STATED EXERCISE:
Find every line in the material below that contains the word "white" and copy each of those lines in full.

PROVIDED MATERIAL:
=======

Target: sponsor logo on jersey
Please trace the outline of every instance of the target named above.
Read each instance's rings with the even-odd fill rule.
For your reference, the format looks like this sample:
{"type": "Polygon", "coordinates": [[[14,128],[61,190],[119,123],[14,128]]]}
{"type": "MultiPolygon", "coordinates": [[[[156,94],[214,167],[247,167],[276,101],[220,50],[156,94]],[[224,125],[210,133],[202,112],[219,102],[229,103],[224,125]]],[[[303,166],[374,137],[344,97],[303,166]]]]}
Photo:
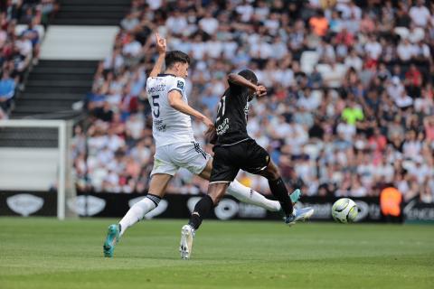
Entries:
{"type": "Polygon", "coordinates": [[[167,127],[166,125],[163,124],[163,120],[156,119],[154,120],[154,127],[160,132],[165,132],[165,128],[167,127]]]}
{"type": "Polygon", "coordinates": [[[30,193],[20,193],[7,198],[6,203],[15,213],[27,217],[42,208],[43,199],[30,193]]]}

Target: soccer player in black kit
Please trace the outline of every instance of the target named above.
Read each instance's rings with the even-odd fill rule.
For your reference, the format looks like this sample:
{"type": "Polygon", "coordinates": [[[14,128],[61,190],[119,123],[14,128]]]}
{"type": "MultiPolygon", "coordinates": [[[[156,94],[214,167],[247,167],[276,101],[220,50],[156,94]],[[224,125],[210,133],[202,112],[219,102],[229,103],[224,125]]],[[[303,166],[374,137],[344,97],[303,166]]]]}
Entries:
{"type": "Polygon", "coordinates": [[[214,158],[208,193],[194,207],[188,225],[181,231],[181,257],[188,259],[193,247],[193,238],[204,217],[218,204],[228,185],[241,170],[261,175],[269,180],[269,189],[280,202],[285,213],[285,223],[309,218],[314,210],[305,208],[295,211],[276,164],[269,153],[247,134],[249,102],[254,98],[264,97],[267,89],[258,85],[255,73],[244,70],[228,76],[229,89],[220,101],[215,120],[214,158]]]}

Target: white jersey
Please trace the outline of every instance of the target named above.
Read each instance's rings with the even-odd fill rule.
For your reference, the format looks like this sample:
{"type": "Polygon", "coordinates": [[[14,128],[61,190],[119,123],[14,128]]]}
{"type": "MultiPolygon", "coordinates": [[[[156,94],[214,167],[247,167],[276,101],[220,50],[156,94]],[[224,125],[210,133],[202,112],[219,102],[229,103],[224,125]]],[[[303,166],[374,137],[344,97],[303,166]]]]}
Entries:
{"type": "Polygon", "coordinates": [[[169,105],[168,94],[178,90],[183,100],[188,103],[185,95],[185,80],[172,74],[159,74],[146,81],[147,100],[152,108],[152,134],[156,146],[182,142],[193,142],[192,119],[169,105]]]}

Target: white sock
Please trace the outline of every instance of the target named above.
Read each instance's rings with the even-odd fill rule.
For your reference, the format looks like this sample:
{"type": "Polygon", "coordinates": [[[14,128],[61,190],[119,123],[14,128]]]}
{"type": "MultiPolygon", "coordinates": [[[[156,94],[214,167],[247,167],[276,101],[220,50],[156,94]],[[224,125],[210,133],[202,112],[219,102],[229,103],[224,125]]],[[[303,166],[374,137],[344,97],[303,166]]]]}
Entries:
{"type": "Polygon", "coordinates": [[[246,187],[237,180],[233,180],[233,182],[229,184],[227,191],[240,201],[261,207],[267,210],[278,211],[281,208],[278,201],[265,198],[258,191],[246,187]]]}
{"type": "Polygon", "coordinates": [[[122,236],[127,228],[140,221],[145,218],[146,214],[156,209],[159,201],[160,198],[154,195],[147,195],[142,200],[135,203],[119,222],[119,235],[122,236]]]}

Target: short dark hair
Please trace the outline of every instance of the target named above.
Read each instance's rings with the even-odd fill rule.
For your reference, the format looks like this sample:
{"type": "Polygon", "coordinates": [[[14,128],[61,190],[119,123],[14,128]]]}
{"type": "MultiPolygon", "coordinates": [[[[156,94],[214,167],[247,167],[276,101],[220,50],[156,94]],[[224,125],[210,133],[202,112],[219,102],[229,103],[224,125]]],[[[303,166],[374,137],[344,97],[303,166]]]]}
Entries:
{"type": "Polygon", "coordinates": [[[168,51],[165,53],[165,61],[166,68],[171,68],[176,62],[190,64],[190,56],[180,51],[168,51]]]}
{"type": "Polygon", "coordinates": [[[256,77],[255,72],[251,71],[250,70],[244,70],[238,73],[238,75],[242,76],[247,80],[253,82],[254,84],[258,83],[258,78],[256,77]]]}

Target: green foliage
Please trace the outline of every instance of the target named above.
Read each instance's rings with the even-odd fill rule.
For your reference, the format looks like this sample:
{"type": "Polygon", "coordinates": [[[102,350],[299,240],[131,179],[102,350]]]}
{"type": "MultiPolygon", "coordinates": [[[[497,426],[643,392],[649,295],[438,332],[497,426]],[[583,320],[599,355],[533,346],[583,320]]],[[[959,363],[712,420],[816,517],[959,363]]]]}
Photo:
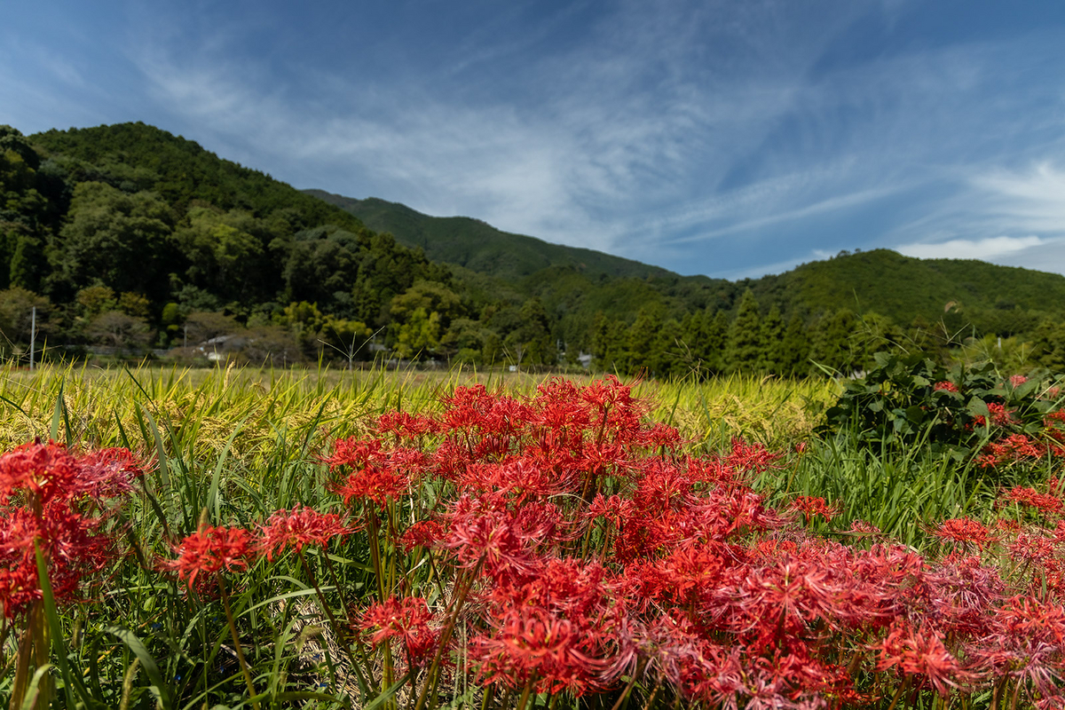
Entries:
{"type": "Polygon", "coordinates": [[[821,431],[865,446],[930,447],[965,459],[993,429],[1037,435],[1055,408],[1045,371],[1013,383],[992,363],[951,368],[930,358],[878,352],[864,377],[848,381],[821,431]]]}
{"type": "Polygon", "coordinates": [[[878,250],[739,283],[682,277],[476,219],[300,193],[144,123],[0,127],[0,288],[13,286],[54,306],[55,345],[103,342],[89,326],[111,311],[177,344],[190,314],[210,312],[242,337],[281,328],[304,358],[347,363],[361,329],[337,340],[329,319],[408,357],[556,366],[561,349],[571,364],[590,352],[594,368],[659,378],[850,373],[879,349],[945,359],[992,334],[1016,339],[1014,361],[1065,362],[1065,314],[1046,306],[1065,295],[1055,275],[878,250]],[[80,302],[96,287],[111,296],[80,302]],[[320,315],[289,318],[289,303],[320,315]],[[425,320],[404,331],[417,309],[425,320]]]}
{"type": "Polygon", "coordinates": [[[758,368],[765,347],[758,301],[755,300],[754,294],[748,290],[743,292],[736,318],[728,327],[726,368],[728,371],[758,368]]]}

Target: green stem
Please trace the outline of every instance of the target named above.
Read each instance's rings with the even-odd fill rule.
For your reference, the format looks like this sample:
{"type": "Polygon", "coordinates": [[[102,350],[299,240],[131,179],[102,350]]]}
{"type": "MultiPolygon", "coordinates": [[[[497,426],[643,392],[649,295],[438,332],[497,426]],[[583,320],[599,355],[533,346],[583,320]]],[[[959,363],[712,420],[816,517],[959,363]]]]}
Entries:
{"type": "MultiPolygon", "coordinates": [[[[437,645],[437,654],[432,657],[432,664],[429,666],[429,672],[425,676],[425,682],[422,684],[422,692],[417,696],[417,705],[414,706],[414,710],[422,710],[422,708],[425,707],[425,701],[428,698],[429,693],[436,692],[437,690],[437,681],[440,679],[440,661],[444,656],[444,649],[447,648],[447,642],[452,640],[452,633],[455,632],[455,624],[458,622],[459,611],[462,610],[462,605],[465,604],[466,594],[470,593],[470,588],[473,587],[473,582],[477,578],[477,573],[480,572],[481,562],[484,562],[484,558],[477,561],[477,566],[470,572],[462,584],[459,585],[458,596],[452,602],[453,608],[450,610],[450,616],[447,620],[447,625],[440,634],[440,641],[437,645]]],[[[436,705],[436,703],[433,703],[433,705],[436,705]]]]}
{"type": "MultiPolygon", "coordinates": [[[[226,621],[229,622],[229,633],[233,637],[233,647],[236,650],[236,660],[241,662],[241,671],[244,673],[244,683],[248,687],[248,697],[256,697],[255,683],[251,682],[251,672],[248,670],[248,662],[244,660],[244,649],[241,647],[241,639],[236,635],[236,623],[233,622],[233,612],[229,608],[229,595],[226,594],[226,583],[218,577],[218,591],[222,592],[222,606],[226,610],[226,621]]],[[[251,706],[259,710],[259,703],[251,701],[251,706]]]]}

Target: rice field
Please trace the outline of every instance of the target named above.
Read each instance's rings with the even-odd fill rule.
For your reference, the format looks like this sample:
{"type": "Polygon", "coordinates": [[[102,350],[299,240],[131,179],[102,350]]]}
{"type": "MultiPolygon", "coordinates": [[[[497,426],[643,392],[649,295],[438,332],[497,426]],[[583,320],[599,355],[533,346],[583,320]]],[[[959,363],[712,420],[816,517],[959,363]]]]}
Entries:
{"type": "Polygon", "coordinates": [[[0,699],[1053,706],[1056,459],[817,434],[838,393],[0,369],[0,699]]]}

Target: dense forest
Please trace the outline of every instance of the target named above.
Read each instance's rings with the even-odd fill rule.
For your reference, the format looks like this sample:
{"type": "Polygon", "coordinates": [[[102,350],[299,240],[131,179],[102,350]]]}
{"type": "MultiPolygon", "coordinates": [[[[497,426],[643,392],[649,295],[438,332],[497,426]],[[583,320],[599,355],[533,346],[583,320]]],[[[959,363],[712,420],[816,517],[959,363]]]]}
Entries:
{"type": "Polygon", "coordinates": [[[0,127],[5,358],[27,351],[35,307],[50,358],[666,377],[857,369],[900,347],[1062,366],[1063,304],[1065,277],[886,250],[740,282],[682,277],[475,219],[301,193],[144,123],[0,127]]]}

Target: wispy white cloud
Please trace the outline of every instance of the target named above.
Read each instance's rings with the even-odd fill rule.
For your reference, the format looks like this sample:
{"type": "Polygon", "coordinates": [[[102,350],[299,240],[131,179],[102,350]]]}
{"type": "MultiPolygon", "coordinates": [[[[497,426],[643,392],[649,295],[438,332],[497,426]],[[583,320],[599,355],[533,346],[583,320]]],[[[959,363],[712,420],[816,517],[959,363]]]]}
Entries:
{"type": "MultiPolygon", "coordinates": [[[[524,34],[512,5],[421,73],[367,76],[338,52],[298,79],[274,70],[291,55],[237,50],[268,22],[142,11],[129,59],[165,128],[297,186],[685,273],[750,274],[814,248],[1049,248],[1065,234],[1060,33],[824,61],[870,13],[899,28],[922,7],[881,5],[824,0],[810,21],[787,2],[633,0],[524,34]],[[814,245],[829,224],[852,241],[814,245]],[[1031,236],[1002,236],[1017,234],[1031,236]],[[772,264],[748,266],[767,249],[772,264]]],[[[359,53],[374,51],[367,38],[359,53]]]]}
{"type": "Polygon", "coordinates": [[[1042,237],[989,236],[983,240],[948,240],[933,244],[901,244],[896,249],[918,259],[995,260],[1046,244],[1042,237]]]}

=======

WORKED SOLUTION:
Target: white jersey
Target: white sock
Target: wispy white cloud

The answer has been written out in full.